Format the listing below as a numbered list, skipping blank lines. Omit the pictures from your answer.
###
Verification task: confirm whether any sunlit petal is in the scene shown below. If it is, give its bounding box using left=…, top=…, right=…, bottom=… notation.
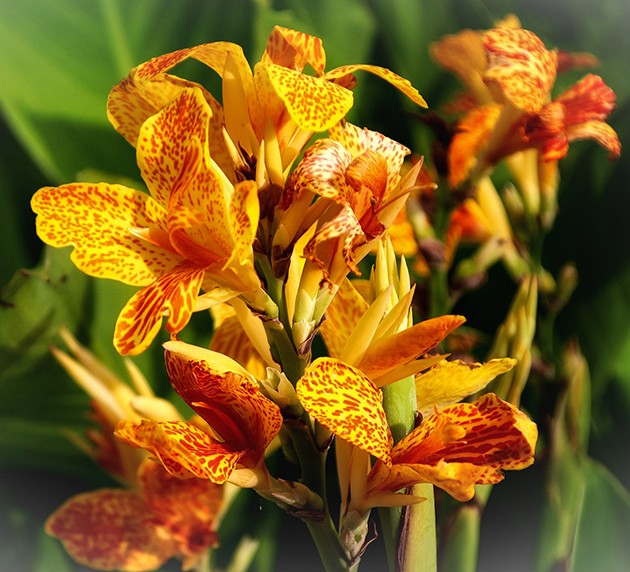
left=296, top=358, right=391, bottom=464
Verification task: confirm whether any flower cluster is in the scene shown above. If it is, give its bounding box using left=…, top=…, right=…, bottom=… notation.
left=32, top=27, right=560, bottom=570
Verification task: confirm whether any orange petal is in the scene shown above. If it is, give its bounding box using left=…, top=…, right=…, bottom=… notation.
left=323, top=64, right=428, bottom=107
left=359, top=315, right=465, bottom=379
left=320, top=279, right=368, bottom=358
left=114, top=419, right=243, bottom=484
left=373, top=393, right=538, bottom=500
left=415, top=358, right=516, bottom=416
left=296, top=358, right=390, bottom=464
left=138, top=460, right=223, bottom=557
left=31, top=183, right=181, bottom=286
left=137, top=89, right=217, bottom=208
left=265, top=64, right=353, bottom=132
left=114, top=262, right=204, bottom=355
left=45, top=489, right=176, bottom=572
left=260, top=26, right=326, bottom=75
left=166, top=350, right=282, bottom=464
left=483, top=28, right=558, bottom=112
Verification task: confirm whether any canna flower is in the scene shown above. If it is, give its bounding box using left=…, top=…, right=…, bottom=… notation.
left=116, top=341, right=282, bottom=488
left=45, top=330, right=223, bottom=571
left=31, top=88, right=267, bottom=354
left=282, top=123, right=422, bottom=347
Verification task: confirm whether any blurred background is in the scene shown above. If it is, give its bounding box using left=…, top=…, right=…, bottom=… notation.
left=0, top=0, right=630, bottom=572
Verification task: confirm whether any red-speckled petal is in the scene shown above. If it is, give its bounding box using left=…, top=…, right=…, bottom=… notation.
###
# Response to the task
1. Verification task: confirm whether any sunlit petal is in the scene shown below. If it is, give its bounding box using left=…, top=…, right=…, bottom=… notation.
2. left=296, top=358, right=391, bottom=464
3. Verification task: confirm whether any flower cluster is in the scene shown above. If it is, give its bounding box using left=…, top=…, right=…, bottom=… notation.
4. left=32, top=27, right=560, bottom=570
5. Verification task: confirm whether any orange petal is in the scene shown above. If it is, give its bounding box using left=…, top=…, right=…, bottom=… notation.
6. left=323, top=64, right=428, bottom=107
7. left=359, top=315, right=465, bottom=379
8. left=320, top=279, right=368, bottom=358
9. left=114, top=419, right=243, bottom=484
10. left=373, top=393, right=538, bottom=500
11. left=415, top=358, right=516, bottom=416
12. left=296, top=358, right=390, bottom=464
13. left=138, top=460, right=223, bottom=557
14. left=31, top=183, right=181, bottom=286
15. left=137, top=89, right=217, bottom=208
16. left=265, top=64, right=353, bottom=132
17. left=114, top=262, right=204, bottom=355
18. left=45, top=489, right=176, bottom=572
19. left=260, top=26, right=326, bottom=75
20. left=166, top=350, right=282, bottom=464
21. left=483, top=28, right=558, bottom=112
22. Verification task: confirm whether any canna flower is in the scene shown above. If it is, give its bounding box using left=…, top=…, right=…, bottom=… notation.
23. left=116, top=341, right=282, bottom=488
24. left=45, top=330, right=223, bottom=571
25. left=31, top=88, right=267, bottom=354
26. left=282, top=123, right=422, bottom=347
27. Verification task: confirm whether any blurred background is in the scene shown above. If it is, give its bounding box using left=…, top=…, right=…, bottom=… notation.
28. left=0, top=0, right=630, bottom=572
29. Verification task: confirm whether any red-speckled petal is in the scene shown above. If it is, give its bounding box using left=…, top=…, right=…, bottom=… notation.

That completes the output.